Task set >>
(1) Output the passage of the review excerpt from "Does the question" to "of the manuscript.", copied word for word.
(2) For each statement, answer yes or no as to whether the review excerpt agrees with it, and quote the words that decide it: (a) The reviewer says Table 1 lists 33 proteins. (b) The study's samples include a control group as well as ALS and FTD patients. (c) The authors added the recommended paper to the revised manuscript as ref. 12.

Excerpt to read >>
—————

We thank the reviewer for the comments and, taking the suggestion into account, we have read with interest the recommended paper and we have added the indicated reference (ref. 12) in the revised manuscript. However the objective of our study was to deep in  the pathobiology of tardopathies and to emphasize this, we have added in the revised manuscript some clarifying comments regarding the neuropathology of our samples.

Reviewer 3 Report

This paper explores biological relationship between amyotrophic lateral sclerosis (ALS) and frontotemporal dementia (FTD). There have been many studies for exploring the relationship between these two diseases in the literature. This study recruits three groups of samples including ALS patients, FTD patients and control for proteomics study. There are 281 and 52 proteins found differentially‐expressed in ALS cases and in frontotemporal lobar degeneration cases when confronted to healthy control cases, respectively. 33 proteins were found to be significantly deregulated in both diseases.

 

“Frontotemportal” in the title should be “Frontotemporal”.

Could you release the raw data or the data is available when readers request it?

You said there are 33 proteins found to be significantly regulated in both diseases, but there are only 31 proteins in Table 1.

Line 83. “Proteomics”→ “proteomics”

Does the question mark “?” in Table 3 mean that the age of this patient is unknown? If yes, you can write “unknown” instead of “?”.

 

Author Response

In response to the Reviewer valuable comments, we have corrected and improved our manuscript. The changes will be highlighted  in the new version of the manuscript.

1-     “Frontotemportal” in the title should be “Frontotemporal”

Thank you. We have corrected it

2-    Could you release the raw data or the data is available when readers request it?

—————

Given information >>

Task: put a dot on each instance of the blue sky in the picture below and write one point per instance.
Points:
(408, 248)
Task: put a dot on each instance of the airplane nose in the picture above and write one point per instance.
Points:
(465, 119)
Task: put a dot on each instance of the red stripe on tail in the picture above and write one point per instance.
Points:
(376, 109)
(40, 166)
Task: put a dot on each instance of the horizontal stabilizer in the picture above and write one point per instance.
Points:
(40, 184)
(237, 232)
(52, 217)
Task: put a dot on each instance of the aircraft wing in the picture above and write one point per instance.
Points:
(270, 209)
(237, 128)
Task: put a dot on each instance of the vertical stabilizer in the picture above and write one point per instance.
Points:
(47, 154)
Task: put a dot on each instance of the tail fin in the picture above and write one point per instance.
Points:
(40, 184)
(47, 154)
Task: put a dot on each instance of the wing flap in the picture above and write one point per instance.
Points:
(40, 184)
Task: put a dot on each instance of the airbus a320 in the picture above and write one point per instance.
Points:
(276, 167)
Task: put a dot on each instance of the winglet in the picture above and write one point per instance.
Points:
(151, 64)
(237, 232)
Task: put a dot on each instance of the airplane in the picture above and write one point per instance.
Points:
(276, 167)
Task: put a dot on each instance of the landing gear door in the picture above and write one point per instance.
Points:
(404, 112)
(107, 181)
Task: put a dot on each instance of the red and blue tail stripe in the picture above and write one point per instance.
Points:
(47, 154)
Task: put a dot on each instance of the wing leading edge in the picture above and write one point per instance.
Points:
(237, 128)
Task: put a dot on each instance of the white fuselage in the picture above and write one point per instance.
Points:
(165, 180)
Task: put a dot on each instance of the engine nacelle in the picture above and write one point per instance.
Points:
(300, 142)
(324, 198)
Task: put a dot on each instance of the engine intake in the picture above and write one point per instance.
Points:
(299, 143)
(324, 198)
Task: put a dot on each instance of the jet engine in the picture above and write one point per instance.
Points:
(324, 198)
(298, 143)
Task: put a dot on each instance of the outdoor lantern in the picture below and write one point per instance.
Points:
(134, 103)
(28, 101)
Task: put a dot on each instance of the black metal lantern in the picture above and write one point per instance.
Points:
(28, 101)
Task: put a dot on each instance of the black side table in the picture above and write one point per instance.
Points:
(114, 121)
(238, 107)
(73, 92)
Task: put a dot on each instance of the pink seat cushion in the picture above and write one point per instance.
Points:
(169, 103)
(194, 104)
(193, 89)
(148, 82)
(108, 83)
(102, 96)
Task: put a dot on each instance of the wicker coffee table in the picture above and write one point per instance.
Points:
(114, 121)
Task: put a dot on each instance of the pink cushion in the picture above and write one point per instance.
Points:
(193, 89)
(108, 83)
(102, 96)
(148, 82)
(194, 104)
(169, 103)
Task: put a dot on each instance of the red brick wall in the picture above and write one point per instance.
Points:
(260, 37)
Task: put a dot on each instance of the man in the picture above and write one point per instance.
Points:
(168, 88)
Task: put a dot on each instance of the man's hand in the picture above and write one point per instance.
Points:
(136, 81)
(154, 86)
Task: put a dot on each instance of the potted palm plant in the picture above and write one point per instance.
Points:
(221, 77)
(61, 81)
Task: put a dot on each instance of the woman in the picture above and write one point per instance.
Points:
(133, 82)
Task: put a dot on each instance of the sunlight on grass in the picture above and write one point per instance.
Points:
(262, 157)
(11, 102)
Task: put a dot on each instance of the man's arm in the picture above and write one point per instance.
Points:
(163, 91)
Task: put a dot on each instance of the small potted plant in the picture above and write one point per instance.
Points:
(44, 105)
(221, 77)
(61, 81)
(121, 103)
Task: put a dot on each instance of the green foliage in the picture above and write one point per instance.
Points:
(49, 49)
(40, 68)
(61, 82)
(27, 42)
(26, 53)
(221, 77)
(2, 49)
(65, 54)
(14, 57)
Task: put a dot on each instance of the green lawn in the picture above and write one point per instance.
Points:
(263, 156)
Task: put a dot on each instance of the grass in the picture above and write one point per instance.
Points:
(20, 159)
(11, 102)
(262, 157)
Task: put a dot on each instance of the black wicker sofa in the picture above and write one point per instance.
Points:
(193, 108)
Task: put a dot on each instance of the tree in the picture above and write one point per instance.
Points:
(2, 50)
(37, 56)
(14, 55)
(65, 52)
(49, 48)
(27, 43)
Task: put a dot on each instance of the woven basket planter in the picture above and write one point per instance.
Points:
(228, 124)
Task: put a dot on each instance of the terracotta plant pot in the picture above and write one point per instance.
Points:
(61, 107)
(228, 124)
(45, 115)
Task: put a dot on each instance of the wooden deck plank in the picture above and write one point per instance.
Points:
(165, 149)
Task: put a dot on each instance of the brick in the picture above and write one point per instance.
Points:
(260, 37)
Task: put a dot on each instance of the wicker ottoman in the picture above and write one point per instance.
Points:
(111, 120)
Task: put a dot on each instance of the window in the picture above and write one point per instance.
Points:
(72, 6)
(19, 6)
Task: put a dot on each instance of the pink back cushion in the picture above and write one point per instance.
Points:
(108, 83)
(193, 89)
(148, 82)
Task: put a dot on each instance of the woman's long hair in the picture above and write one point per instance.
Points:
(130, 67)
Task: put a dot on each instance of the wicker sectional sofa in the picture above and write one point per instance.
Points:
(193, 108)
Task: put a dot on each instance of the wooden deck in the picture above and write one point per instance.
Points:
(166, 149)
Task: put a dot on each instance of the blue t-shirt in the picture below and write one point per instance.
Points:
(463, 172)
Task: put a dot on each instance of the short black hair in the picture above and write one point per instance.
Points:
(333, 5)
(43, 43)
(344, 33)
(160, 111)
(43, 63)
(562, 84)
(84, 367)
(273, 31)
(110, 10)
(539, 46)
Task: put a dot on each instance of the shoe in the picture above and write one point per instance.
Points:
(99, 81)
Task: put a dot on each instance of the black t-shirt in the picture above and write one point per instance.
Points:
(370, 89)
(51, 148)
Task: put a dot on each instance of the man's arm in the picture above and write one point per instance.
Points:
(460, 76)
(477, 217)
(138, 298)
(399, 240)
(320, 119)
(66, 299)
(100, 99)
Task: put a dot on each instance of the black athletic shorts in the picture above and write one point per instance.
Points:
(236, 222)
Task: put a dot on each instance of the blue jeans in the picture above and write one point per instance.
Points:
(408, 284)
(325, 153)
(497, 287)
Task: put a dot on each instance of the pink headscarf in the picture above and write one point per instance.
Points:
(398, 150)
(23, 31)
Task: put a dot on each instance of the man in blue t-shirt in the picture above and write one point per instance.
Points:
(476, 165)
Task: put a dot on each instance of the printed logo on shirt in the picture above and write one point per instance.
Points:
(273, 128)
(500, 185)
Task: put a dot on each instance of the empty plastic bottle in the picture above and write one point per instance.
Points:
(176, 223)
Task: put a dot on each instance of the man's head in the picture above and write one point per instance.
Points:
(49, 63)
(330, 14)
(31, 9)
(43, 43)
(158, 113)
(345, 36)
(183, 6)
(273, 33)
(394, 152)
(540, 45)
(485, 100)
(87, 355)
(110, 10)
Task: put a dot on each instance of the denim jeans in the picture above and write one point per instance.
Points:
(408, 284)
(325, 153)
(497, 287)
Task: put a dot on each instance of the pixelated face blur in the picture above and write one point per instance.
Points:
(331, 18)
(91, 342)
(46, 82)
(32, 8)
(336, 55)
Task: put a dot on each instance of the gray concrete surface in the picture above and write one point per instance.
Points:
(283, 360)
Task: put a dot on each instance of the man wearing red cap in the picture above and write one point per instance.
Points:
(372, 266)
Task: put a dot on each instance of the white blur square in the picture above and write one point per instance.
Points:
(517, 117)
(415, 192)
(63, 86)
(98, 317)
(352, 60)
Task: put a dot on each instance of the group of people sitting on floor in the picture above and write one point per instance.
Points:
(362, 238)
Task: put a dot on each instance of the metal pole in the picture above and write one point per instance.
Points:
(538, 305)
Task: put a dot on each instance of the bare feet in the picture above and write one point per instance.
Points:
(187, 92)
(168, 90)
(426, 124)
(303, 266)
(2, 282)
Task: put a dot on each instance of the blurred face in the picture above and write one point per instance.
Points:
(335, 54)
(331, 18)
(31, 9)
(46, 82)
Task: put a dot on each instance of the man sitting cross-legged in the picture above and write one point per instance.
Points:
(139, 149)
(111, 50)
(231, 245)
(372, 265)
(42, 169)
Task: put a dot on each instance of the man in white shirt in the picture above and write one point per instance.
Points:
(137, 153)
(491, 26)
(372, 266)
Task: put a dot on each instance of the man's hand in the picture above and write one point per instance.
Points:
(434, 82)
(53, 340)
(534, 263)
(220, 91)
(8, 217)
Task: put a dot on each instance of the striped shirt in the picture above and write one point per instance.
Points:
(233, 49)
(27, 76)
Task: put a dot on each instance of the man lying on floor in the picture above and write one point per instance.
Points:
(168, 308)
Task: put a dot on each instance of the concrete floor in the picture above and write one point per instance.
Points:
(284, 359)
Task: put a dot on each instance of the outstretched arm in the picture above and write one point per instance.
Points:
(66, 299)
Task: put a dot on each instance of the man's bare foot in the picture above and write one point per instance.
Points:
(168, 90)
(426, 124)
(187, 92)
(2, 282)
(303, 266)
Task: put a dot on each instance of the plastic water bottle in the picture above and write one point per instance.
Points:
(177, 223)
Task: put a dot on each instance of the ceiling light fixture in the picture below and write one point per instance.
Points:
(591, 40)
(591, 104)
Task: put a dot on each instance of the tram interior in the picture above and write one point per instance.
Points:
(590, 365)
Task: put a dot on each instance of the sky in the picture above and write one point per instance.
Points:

—————

Expected results >>
(1)
Does the question mark “?” in Table 3 mean that the age of this patient is unknown? If yes, you can write “unknown” instead of “?”.

 

Author Response

In response to the Reviewer valuable comments, we have corrected and improved our manuscript. The changes will be highlighted  in the new version of the manuscript.

(2)
(a) No: "there are only 31 proteins in Table 1."
(b) Yes: "This study recruits three groups of samples including ALS patients, FTD patients and control for proteomics study."
(c) Yes: "we have added the indicated reference (ref. 12) in the revised manuscript"